* start Dataset extract *

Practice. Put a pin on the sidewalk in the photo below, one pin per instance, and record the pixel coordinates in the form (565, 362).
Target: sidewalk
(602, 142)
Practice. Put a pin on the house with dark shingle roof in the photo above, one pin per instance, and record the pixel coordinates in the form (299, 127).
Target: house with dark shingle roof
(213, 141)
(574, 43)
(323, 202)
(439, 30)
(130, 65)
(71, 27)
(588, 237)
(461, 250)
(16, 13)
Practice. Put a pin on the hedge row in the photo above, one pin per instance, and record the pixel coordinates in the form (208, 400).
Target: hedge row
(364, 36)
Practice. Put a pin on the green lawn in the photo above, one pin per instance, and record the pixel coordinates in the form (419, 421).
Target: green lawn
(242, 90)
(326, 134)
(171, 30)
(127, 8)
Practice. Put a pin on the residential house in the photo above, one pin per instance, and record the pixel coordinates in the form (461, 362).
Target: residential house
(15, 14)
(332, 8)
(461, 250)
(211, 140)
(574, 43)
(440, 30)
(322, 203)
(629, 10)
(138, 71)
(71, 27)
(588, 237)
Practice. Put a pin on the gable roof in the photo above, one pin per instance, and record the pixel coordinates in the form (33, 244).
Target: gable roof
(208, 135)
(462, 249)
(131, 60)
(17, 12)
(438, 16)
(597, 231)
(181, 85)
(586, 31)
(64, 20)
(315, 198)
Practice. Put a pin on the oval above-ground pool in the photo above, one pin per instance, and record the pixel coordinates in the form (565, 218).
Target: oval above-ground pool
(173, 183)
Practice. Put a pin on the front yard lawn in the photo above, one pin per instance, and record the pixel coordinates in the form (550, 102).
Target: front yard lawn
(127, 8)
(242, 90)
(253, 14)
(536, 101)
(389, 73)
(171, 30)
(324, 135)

* end Dataset extract *

Could you format the rows above as a two-column CSV with the header input,output: one line per row, holding the row's text under input and its answer under output, each in a single quoted field with line breaks replaced by spaces?

» **Exercise response**
input,output
"Practice. Put a pin on the sidewalk in the photo below, one pin per instance, and record the pixel coordinates in the form (565, 362). Target: sidewalk","(602, 142)"
"Practice. Put a pin on the house with dark shingle roof in the photo above, one pin per instance, and record the pixel coordinates in the form (299, 127). Target: house with dark shingle roof","(213, 141) (574, 43) (323, 202) (439, 30) (130, 65) (71, 27) (588, 237) (461, 250) (16, 13)"
"Practice. Put a pin on the hedge row in the photo above, one pin per instance, and record the pixel coordinates in the form (208, 400). Target: hedge row","(364, 36)"
"Practice. Put a pin on the green lawn in the photo above, one pin per instance, and record the pixel coordinates in the form (419, 421). Target: green lawn","(242, 90) (326, 134) (171, 30) (127, 8)"
"Practice. Put a pin on the residential house in the photo above, one pin per instance, and record the pixel coordinates in the form (461, 362). Target: residential house","(15, 14) (332, 8) (461, 250) (211, 140) (574, 43) (440, 30) (322, 203) (629, 10) (138, 71) (71, 27) (588, 237)"
"Practice. Put a pin on the gable roof in the photo above, one pin per instance, and record the pixel coordinates in the form (33, 244). Target: gable roof","(208, 135) (462, 249) (131, 60) (17, 12) (438, 16) (597, 231) (181, 85) (586, 31) (64, 20) (315, 198)"
"Practice. Put a pin on the oval above-ground pool in the photo above, one pin per instance, and record the pixel coordinates in the form (565, 218). Target: oval above-ground pool","(173, 183)"
"Practice. Put a pin on the front yard lawn in the photo above, one pin per instance, and record the pixel coordinates in the form (550, 102). Target: front yard lawn","(127, 8) (242, 90) (253, 14) (536, 101) (389, 73) (171, 30) (324, 135)"